Text to read:
>> Start

This risky possibility is introduced by the conditional waiting in the P operation: if the proper conditions to raise the semaphore are never met, every process could be stuck forever waiting on a P that will never become valid. The classic illustration of this problem appeared as an exam question on Dijkstra’s 1965 programming course, where it was called the ‘Dining Quintuple’, although its popular formation is as ‘Dining Philosophers’ (Dijkstra, 1971). In this scenario, five philosophers sit around a central bowl of spaghetti, with one fork between each. A philosopher needs two forks to begin eating and must pick them up one at a time; but if each philosopher takes the fork to their left, no forks remain on the table to be picked up in the right hand. In this situation, no-one can eat; and there is no way to use semaphores to prevent this. Of course, this metaphor seems rather artificial; and as Ben-Ari (1990) notes “it is part of the folklore of computer science to point out that the story would be more believable if the bowl contained rice and the utensils were chopsticks”. Perhaps spaghetti and philosophy stick closer together in the minds of European computer scientists thanks to the Enlightenment—the discussion by Hoare (1972b) specifically identifies the philosophers with Benthamism—rather than permitting the more apposite, but less Western, metaphor.

>> End

What was the dining philosophers problem called when it first appeared as an exam question on Dijkstra's 1965 programming course, according to the passage on semaphores above?

[Rows in a dataset]
>> Start

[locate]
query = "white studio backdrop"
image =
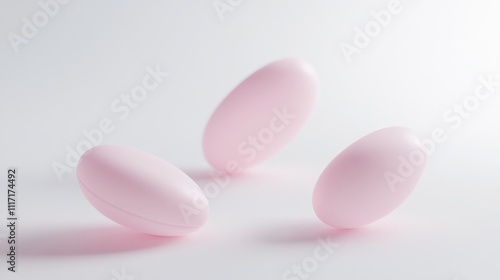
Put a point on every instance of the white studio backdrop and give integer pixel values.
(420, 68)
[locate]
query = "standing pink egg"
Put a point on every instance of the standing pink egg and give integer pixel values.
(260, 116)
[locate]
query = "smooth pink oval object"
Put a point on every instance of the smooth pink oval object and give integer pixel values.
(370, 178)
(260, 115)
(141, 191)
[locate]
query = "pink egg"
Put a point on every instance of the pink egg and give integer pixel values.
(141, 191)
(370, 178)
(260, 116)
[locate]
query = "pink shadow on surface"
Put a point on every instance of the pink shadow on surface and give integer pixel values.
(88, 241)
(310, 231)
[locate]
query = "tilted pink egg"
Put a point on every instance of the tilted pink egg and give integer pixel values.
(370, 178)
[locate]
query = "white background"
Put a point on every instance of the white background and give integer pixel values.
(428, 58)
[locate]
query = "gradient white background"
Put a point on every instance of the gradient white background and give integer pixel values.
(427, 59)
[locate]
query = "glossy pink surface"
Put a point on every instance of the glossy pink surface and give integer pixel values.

>> End

Output for this exercise:
The ‘Dining Quintuple’.